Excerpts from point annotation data
════════════════════

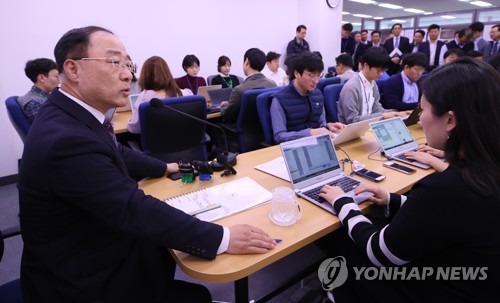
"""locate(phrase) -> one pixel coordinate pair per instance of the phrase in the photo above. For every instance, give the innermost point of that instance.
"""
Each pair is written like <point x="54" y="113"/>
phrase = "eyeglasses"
<point x="314" y="76"/>
<point x="117" y="63"/>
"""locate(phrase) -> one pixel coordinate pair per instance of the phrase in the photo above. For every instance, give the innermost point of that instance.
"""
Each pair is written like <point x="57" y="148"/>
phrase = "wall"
<point x="29" y="29"/>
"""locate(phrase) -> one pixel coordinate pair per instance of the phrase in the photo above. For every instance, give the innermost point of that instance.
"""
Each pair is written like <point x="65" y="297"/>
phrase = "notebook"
<point x="219" y="95"/>
<point x="203" y="90"/>
<point x="353" y="131"/>
<point x="414" y="117"/>
<point x="396" y="140"/>
<point x="311" y="163"/>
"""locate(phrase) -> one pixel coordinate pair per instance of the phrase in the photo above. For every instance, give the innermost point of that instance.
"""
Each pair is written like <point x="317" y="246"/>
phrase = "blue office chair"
<point x="17" y="117"/>
<point x="327" y="81"/>
<point x="10" y="291"/>
<point x="246" y="134"/>
<point x="332" y="94"/>
<point x="263" y="109"/>
<point x="170" y="136"/>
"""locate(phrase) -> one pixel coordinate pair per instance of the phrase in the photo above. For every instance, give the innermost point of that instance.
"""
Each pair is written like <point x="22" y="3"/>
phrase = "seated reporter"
<point x="449" y="219"/>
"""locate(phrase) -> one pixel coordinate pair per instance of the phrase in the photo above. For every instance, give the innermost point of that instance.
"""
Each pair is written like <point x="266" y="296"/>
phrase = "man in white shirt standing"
<point x="433" y="48"/>
<point x="273" y="71"/>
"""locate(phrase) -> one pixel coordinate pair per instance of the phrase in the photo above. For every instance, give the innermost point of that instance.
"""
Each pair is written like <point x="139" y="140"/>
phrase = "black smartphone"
<point x="368" y="174"/>
<point x="401" y="168"/>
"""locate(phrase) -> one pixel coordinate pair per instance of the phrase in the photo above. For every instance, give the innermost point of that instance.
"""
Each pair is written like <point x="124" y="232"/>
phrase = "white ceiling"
<point x="435" y="6"/>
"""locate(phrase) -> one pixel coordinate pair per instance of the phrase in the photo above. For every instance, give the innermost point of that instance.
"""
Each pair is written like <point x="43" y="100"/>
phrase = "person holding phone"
<point x="449" y="219"/>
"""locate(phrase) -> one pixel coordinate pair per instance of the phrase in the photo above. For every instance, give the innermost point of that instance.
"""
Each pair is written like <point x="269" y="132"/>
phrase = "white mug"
<point x="285" y="209"/>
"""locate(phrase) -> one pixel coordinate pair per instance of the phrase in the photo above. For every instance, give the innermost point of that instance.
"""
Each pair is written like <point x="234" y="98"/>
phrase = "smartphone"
<point x="368" y="174"/>
<point x="399" y="167"/>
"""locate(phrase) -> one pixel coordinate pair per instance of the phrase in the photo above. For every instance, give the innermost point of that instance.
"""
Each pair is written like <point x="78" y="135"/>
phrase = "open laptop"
<point x="311" y="163"/>
<point x="414" y="117"/>
<point x="203" y="90"/>
<point x="396" y="140"/>
<point x="353" y="131"/>
<point x="219" y="95"/>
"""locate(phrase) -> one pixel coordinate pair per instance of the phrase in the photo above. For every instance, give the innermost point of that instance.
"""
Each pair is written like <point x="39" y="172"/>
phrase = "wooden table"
<point x="120" y="120"/>
<point x="314" y="224"/>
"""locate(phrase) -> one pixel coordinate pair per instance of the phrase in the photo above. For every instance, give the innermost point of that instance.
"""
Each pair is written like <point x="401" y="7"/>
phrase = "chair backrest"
<point x="171" y="136"/>
<point x="17" y="117"/>
<point x="210" y="78"/>
<point x="380" y="84"/>
<point x="322" y="83"/>
<point x="332" y="94"/>
<point x="263" y="109"/>
<point x="249" y="129"/>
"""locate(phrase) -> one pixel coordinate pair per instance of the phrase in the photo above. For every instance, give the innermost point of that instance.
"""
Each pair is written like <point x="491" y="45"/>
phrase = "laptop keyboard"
<point x="347" y="184"/>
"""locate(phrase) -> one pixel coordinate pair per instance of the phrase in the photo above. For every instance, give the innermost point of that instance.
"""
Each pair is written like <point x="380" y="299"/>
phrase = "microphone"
<point x="225" y="160"/>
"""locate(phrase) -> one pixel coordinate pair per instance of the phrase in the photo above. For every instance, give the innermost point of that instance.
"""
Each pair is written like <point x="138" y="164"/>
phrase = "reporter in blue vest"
<point x="297" y="111"/>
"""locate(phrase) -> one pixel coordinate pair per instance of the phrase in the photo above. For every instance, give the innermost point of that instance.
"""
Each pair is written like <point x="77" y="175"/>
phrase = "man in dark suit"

════════════════════

▶ What you should do: Repeat each entry precisely as it appears. Leave the pictures out.

▶ Task output:
"""locate(phrase) -> one pixel coordinate pair per instance of the phrase in the photo above. For every instance, give the innermost point of that instance.
"""
Each pair is written like <point x="54" y="113"/>
phrase = "eyeglasses"
<point x="314" y="76"/>
<point x="117" y="63"/>
"""locate(phrase) -> one pixel coordinate pair per instance of the phrase in the photo above. For every instance, give the innermost point of that instance.
"""
Each pair is written like <point x="57" y="148"/>
phrase = "wall"
<point x="29" y="29"/>
"""locate(phrase) -> one pixel coordinate pair per instance of the phrase in the photo above. For every instance, give the innermost point of that instance.
"""
Each pair is written like <point x="65" y="297"/>
phrase = "notebook"
<point x="219" y="95"/>
<point x="203" y="90"/>
<point x="353" y="131"/>
<point x="414" y="117"/>
<point x="396" y="140"/>
<point x="311" y="163"/>
"""locate(phrase) -> one pixel coordinate pair per instance of the phrase in the photo above. For every instance, give the innermost point of that instance.
"""
Each pair is written like <point x="317" y="246"/>
phrase = "blue office chair"
<point x="17" y="117"/>
<point x="327" y="81"/>
<point x="10" y="291"/>
<point x="246" y="134"/>
<point x="332" y="94"/>
<point x="263" y="109"/>
<point x="170" y="136"/>
"""locate(phrase) -> one pixel coordinate pair per instance of the phrase in the photo above. For every instance, give the innermost point of that instance.
"""
Each pair is written like <point x="22" y="3"/>
phrase = "seated reporter"
<point x="449" y="219"/>
"""locate(phrase) -> one pixel coordinate pair per instance of the phrase in the photo above. For every instance, give the innermost point of that instance.
"""
Each pair is written like <point x="266" y="296"/>
phrase = "man in white shirt standing"
<point x="433" y="48"/>
<point x="273" y="71"/>
"""locate(phrase) -> one pixel coordinate pair per instance of the phrase in the photo above. For every instance, give the innermost point of that instance.
"""
Each pair is written like <point x="139" y="140"/>
phrase = "black smartphone"
<point x="368" y="174"/>
<point x="401" y="168"/>
"""locate(phrase) -> one pixel coordinate pair per instance of the phrase in the photo above. For every instance, give the innermost point of that instance.
"""
Each pair is written like <point x="124" y="232"/>
phrase = "white ceiling"
<point x="435" y="6"/>
"""locate(phrase) -> one pixel coordinate pair per instance of the phrase in the photo above. For every instance, give the innermost point of that instance.
"""
Each pair is written like <point x="43" y="100"/>
phrase = "person holding phone"
<point x="449" y="219"/>
"""locate(phrase) -> one pixel coordinate pair per instance of the phrase in the photo above. For every instance, give the innermost point of that instance.
"""
Each pair is written like <point x="269" y="132"/>
phrase = "white mug"
<point x="285" y="209"/>
"""locate(phrase) -> one pixel coordinate pair per instance of the phrase in the photo above. For every instance, give the innermost point of that instance.
"""
Each pair is written like <point x="234" y="98"/>
phrase = "smartphone"
<point x="368" y="174"/>
<point x="399" y="167"/>
"""locate(phrase) -> one pixel coordinate pair per instance of the phrase in the photo above. For every instance, give the innermost point of that instance.
"""
Each pair is written like <point x="78" y="135"/>
phrase = "open laptop"
<point x="311" y="163"/>
<point x="414" y="117"/>
<point x="203" y="90"/>
<point x="396" y="140"/>
<point x="353" y="131"/>
<point x="219" y="95"/>
"""locate(phrase) -> one pixel coordinate pair per instance of the phrase in the photo above. For every instance, give the innermost point of that instance.
"""
Each pair is written like <point x="39" y="172"/>
phrase = "wooden table"
<point x="120" y="120"/>
<point x="314" y="224"/>
"""locate(phrase) -> one pixel coordinate pair per instance of the phrase in the photo above. For every instance, give the innermost point of that instance.
"""
Each pair is written like <point x="401" y="7"/>
phrase = "chair backrest"
<point x="171" y="136"/>
<point x="17" y="117"/>
<point x="210" y="78"/>
<point x="380" y="84"/>
<point x="322" y="83"/>
<point x="332" y="94"/>
<point x="263" y="109"/>
<point x="249" y="129"/>
"""locate(phrase) -> one pixel coordinate pair per instance of the phrase in the photo above. For every instance, give the innermost point of that instance.
"""
Each pair is written like <point x="491" y="45"/>
phrase = "laptop keyboard"
<point x="347" y="184"/>
"""locate(phrase) -> one pixel coordinate pair per instance of the phrase in the photo above. For every instance, give the innermost point of that instance.
"""
Each pair is written like <point x="380" y="299"/>
phrase = "microphone"
<point x="225" y="160"/>
"""locate(phrase) -> one pixel coordinate pair per instance of the phrase in the photo above. For every instance, give the innermost point of that instance.
"""
Each pair is written like <point x="138" y="164"/>
phrase = "reporter in blue vest"
<point x="297" y="111"/>
"""locate(phrase) -> one pixel coordinate pair per instance of the phrase in the photo above. For every instance, give the innermost point of that instance.
"""
Each pair is written like <point x="77" y="175"/>
phrase = "man in dark suit"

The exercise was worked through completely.